Compito assegnato ::
Estrai dai record seguenti ogni riga che contiene la stringa "stair", distinguendo tra maiuscole e minuscole.

━━━

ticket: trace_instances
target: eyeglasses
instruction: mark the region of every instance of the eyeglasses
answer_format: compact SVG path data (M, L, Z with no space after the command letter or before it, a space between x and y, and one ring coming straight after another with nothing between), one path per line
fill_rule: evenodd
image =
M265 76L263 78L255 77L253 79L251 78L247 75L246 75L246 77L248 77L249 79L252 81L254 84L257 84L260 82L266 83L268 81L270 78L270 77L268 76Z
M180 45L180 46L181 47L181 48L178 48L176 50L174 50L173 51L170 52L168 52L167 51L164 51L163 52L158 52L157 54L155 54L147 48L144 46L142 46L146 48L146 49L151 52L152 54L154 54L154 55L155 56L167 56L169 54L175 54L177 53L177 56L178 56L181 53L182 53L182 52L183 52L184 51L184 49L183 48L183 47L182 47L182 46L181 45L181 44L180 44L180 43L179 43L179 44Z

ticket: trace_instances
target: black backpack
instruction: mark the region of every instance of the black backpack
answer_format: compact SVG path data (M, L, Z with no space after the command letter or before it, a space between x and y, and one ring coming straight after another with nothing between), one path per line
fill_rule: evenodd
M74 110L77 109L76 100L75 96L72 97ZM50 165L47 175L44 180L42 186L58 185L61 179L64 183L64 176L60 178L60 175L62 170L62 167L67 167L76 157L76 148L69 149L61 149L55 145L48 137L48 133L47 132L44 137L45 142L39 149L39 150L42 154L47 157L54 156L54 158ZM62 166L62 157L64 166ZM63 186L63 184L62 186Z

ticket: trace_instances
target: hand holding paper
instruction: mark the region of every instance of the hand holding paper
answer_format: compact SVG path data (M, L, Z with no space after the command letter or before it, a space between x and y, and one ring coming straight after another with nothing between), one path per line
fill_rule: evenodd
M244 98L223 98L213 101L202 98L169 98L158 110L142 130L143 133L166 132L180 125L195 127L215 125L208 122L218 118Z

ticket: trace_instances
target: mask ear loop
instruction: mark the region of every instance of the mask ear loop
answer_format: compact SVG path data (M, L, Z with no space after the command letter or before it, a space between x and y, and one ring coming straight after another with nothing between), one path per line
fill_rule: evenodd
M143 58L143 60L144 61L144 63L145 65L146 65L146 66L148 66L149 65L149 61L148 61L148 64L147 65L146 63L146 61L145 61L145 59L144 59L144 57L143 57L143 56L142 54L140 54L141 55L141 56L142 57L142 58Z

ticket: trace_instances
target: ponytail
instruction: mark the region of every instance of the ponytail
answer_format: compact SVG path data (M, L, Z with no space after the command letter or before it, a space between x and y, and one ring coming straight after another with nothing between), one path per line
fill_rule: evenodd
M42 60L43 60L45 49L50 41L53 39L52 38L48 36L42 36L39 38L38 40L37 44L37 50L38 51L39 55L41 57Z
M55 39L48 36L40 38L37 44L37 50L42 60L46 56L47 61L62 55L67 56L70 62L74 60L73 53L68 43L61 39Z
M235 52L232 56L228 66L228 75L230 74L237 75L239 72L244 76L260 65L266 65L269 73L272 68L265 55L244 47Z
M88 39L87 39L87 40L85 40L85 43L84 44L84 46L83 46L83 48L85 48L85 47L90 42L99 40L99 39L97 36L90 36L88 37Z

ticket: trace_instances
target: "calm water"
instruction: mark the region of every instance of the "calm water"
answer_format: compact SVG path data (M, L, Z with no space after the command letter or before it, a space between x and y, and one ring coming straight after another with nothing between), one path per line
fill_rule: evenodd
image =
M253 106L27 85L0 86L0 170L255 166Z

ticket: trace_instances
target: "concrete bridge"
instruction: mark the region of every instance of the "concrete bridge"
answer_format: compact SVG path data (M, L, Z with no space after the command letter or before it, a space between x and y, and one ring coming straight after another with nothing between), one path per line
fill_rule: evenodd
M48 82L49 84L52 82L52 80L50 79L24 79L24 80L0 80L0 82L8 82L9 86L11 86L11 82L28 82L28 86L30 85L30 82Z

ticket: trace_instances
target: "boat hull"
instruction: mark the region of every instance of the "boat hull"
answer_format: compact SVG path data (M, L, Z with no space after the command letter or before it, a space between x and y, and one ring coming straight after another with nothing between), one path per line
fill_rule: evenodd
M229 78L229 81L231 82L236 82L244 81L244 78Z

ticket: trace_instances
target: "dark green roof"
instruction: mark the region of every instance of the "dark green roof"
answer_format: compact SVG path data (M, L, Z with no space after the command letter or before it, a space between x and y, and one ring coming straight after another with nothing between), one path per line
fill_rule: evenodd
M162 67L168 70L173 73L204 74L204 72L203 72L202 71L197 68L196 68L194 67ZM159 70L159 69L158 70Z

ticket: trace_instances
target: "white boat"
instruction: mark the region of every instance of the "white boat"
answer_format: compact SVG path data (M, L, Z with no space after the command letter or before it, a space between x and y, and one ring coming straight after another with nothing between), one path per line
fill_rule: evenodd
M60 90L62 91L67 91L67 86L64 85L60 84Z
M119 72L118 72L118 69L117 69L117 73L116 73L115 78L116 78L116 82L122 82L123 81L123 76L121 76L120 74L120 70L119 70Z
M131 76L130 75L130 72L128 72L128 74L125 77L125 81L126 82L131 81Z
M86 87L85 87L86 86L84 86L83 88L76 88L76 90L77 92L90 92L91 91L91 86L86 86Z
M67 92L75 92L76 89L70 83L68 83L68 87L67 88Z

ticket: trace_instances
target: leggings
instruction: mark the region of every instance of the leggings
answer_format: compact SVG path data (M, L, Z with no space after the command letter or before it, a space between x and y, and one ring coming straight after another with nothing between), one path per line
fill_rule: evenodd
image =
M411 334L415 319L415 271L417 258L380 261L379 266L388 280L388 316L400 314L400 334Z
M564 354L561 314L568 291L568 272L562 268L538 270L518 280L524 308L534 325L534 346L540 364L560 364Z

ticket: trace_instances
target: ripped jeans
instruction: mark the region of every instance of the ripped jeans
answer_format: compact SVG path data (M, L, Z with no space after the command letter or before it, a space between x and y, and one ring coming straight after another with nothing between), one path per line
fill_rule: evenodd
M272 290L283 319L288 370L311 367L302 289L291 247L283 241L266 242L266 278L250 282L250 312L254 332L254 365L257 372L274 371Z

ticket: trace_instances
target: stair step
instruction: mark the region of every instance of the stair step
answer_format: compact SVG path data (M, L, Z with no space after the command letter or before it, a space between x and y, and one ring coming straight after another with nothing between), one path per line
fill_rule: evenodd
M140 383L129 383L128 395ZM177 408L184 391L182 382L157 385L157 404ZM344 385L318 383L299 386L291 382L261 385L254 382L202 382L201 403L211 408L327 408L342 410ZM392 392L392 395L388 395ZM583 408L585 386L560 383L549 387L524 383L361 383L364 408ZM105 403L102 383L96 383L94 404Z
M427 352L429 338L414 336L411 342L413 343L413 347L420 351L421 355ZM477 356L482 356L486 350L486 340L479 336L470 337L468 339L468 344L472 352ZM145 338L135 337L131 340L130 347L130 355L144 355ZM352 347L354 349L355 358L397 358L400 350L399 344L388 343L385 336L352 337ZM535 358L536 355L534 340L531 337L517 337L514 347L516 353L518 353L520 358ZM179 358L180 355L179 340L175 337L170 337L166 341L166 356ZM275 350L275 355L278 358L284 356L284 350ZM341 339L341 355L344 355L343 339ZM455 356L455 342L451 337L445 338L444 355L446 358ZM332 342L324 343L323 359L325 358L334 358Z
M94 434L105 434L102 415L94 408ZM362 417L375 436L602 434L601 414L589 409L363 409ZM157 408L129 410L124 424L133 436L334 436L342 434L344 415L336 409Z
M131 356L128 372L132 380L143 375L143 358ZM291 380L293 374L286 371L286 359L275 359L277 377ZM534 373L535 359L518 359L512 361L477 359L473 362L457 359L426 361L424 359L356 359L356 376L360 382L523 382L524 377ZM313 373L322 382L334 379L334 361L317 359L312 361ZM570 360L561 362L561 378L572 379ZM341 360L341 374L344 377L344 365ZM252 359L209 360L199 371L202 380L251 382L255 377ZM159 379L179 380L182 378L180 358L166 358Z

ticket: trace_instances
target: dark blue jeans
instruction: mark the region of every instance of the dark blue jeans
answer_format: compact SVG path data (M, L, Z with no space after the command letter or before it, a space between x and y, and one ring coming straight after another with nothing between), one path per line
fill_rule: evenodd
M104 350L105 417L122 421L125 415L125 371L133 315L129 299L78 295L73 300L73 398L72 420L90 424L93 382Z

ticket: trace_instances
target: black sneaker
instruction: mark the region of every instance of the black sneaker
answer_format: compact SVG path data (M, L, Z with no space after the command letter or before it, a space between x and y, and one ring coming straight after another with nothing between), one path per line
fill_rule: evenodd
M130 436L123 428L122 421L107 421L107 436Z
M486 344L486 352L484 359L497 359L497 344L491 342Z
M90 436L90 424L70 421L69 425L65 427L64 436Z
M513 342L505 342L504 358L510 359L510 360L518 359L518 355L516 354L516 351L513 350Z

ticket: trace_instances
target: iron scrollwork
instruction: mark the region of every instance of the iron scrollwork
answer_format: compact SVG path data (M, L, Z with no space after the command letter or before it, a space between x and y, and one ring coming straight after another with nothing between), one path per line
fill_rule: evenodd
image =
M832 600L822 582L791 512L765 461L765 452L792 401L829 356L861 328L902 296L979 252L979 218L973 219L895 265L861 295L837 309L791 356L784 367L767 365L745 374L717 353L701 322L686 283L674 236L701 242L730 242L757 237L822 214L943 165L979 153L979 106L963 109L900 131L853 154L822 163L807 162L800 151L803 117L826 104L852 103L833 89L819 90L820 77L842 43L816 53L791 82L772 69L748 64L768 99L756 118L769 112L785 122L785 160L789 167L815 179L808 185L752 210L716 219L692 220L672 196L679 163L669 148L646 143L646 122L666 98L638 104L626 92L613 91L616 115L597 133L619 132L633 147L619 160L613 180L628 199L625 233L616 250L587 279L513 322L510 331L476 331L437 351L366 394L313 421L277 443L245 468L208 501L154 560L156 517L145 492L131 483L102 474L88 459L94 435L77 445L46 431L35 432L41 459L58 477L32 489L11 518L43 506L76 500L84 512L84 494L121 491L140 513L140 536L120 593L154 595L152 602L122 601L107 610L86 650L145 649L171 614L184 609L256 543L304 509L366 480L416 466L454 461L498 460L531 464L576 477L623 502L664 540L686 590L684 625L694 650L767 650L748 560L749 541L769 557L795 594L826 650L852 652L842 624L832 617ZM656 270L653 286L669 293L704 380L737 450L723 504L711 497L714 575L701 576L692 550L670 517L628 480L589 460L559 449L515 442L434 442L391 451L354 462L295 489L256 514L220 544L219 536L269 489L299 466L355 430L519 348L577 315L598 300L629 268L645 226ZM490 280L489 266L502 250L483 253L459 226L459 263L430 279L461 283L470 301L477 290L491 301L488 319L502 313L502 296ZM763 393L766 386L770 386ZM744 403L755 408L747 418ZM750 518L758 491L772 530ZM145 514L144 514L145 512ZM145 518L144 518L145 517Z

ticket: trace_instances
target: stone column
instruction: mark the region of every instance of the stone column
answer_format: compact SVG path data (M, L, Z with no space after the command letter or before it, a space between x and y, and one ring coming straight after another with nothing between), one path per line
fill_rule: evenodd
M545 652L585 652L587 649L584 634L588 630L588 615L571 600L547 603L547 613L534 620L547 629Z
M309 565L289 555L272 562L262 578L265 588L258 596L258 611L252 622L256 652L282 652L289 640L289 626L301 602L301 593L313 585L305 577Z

━━━

Risposta al problema ::
target: stair step
instruction: mark the region of every instance of the stair step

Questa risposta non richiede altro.